<<<<

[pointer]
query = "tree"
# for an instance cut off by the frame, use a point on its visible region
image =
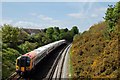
(10, 34)
(112, 15)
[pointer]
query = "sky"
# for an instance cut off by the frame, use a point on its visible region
(40, 15)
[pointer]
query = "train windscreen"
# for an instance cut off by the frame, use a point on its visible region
(23, 61)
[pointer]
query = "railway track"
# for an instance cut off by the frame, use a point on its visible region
(52, 72)
(56, 70)
(14, 76)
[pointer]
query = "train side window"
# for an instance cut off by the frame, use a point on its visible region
(28, 62)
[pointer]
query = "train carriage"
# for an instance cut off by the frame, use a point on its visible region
(26, 62)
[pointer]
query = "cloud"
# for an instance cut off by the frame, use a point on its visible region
(33, 14)
(26, 24)
(4, 21)
(76, 15)
(43, 17)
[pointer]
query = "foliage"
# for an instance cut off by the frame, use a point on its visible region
(26, 47)
(16, 41)
(112, 15)
(10, 34)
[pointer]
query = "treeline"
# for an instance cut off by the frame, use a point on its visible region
(16, 41)
(95, 53)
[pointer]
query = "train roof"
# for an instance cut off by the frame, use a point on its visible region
(41, 49)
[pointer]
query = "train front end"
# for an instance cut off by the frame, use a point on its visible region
(23, 65)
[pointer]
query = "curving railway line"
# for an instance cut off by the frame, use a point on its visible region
(47, 68)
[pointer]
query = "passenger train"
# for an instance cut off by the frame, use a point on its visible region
(26, 62)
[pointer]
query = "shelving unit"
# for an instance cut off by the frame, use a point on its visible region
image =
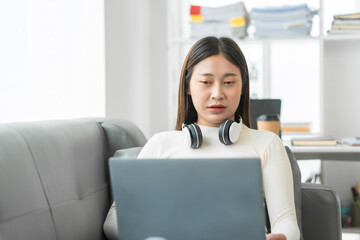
(321, 69)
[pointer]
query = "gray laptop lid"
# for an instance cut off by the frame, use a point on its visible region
(188, 199)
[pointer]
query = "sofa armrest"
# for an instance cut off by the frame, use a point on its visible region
(321, 217)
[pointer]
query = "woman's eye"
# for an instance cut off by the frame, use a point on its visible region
(205, 82)
(229, 82)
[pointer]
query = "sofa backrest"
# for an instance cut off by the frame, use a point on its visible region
(53, 179)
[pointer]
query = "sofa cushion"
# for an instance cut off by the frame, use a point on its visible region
(68, 177)
(24, 210)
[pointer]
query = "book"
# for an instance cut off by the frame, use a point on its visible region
(347, 16)
(351, 141)
(345, 27)
(295, 127)
(314, 141)
(343, 31)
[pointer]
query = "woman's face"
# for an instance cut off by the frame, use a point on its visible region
(215, 89)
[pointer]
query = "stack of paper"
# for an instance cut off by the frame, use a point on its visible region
(346, 24)
(230, 20)
(282, 21)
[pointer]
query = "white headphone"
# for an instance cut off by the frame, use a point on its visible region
(229, 133)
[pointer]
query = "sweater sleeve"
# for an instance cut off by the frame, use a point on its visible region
(278, 190)
(152, 148)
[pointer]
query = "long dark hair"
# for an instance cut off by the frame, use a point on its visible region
(202, 49)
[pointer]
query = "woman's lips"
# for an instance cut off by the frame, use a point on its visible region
(216, 108)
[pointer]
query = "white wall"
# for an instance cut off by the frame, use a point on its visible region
(51, 59)
(136, 63)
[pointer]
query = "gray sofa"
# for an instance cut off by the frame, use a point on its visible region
(54, 181)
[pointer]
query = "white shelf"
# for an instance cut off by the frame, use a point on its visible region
(342, 37)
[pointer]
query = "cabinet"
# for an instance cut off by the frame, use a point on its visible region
(317, 77)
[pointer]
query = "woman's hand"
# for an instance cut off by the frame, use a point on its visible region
(275, 236)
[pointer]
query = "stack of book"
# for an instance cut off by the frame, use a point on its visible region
(230, 20)
(314, 141)
(346, 24)
(282, 21)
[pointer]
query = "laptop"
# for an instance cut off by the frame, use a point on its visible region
(263, 106)
(188, 199)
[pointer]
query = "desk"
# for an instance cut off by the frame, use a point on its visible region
(338, 152)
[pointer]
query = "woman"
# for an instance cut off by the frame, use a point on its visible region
(213, 95)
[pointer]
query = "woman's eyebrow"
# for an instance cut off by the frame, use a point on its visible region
(207, 75)
(230, 75)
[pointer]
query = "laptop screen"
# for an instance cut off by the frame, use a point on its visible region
(188, 198)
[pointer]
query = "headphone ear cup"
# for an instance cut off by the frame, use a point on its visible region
(193, 136)
(229, 131)
(224, 132)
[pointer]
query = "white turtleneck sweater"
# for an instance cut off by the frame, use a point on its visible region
(276, 169)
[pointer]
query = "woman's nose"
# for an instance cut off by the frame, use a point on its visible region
(217, 91)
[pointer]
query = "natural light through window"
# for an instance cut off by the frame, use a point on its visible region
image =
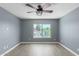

>>>>

* What needs to be done: Restating the data word for word is the task, and pictures are to be omitted.

* Output of the task:
[pointer]
query = "tree"
# for an instance cut off by the frame, use a point on its visible region
image =
(10, 34)
(112, 15)
[pointer]
query = "sky"
# for an instance cut off by the frame, use a point on its visible region
(40, 15)
[pointer]
query = "train windscreen"
# for an instance cut off by the frame, use a point on its visible region
(23, 61)
[pointer]
query = "railway track"
# for an instance cut off by the frame, use a point on its visible region
(52, 72)
(56, 70)
(14, 76)
[pointer]
query = "train side window"
# for an instance cut off by the frame, use a point on its visible region
(28, 62)
[pointer]
query = "train carriage"
# for an instance cut off by the frame, use a point on its visible region
(26, 62)
[pointer]
query = "cloud"
# for an instance cut off by the frame, use a point on its visible region
(33, 14)
(26, 24)
(4, 21)
(76, 15)
(43, 17)
[pointer]
query = "foliage"
# for an instance cut off by the frame, use a point on its visible region
(26, 47)
(16, 41)
(112, 15)
(10, 34)
[pointer]
query = "treeline"
# for an instance cut off by the frame, use a point on its visible region
(16, 41)
(95, 53)
[pointer]
query = "train roof"
# for an instance cut off by the frame, use a point on its visible region
(41, 49)
[pointer]
query = "train front end"
# for an instance cut off by the frame, use a point on its visible region
(23, 65)
[pointer]
query = "curving railway line"
# for an instance cut off by the frame, use a point on its visible region
(47, 68)
[pointer]
query = "passenger train"
# for an instance cut off by the frame, use a point on its visible region
(26, 62)
[pointer]
query = "shelving unit"
# for an instance cut off by the frame, use a point on its visible region
image =
(321, 69)
[pointer]
query = "gray laptop lid"
# for an instance cut off by the frame, use a point on its visible region
(188, 199)
[pointer]
query = "sofa armrest"
# for an instance cut off by the frame, use a point on its visible region
(321, 217)
[pointer]
query = "woman's eye"
# for an instance cut off by the frame, use a point on its visible region
(205, 82)
(229, 82)
[pointer]
query = "sofa backrest"
# for an instance cut off by the frame, use a point on its visible region
(53, 179)
[pointer]
query = "sofa cushion"
# for an instance cut off by the frame, use a point on its visible region
(68, 177)
(24, 210)
[pointer]
query = "book"
# for an instance cut off by the frame, use a point on its visible region
(347, 16)
(351, 141)
(345, 27)
(295, 127)
(314, 141)
(343, 31)
[pointer]
query = "woman's face"
# for an instance cut off by the frame, use a point on its visible region
(215, 89)
[pointer]
query = "stack of paper"
# for an instance cut off by the frame, use a point on its visible region
(346, 24)
(230, 20)
(282, 21)
[pointer]
query = "white headphone"
# for an instance cut off by the frame, use a point on its visible region
(229, 133)
[pointer]
query = "sweater sleeve"
# for an instance cut off by the frame, use a point on its visible region
(278, 190)
(152, 148)
[pointer]
query = "long dark hair"
# for an instance cut off by the frame, use a point on its visible region
(202, 49)
[pointer]
query = "woman's lips"
# for an instance cut off by the frame, use a point on its visible region
(216, 108)
[pointer]
query = "white wall"
# for an instance cut off by the frame, use a point on its visible region
(51, 59)
(136, 63)
[pointer]
query = "gray sofa"
# for an instance cut off by the frame, use a point on its visible region
(54, 181)
[pointer]
query = "white shelf"
# for an instance cut off by the frame, use a point on its visible region
(342, 37)
[pointer]
query = "cabinet"
# for an instance cut off by the frame, use a point on its visible region
(317, 77)
[pointer]
query = "woman's hand"
# for an instance cut off by the frame, use a point on its visible region
(275, 236)
[pointer]
query = "stack of book"
# for an instance cut off by the frame, use a point on its visible region
(230, 20)
(314, 141)
(346, 24)
(282, 21)
[pointer]
query = "laptop"
# for an instance cut off by the frame, use a point on its visible region
(263, 106)
(188, 199)
[pointer]
query = "desk"
# for an instance cut off by the frame, use a point on its visible region
(338, 152)
[pointer]
query = "woman"
# for an instance cut off by the frame, use a point on its visible region
(213, 95)
[pointer]
query = "woman's eyebrow"
# for an instance cut off by the frame, use a point on its visible region
(207, 75)
(230, 75)
[pointer]
query = "laptop screen"
# for an instance cut off by the frame, use a point on its visible region
(188, 198)
[pointer]
query = "headphone ear cup"
# for an instance cut off by the frame, use a point on its visible region
(193, 136)
(229, 131)
(224, 132)
[pointer]
query = "white turtleneck sweater"
# for an instance cut off by the frame, use a point on its visible region
(276, 169)
[pointer]
query = "woman's nose"
# for an instance cut off by the frame, use a point on its visible region
(217, 91)
[pointer]
query = "natural light through window"
# for an instance cut off by the frame, use a point on its visible region
image =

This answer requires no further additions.